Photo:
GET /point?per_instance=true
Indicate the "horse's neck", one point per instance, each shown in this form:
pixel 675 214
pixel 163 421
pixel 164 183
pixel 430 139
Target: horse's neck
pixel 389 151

» **Activity**
Reproduce the data in full. Nothing in it may be altered.

» **Solution**
Photo:
GET /point?per_instance=true
Indicate the "horse's neck", one point per instance, each shown in this form:
pixel 675 214
pixel 163 421
pixel 164 183
pixel 430 139
Target: horse's neck
pixel 389 151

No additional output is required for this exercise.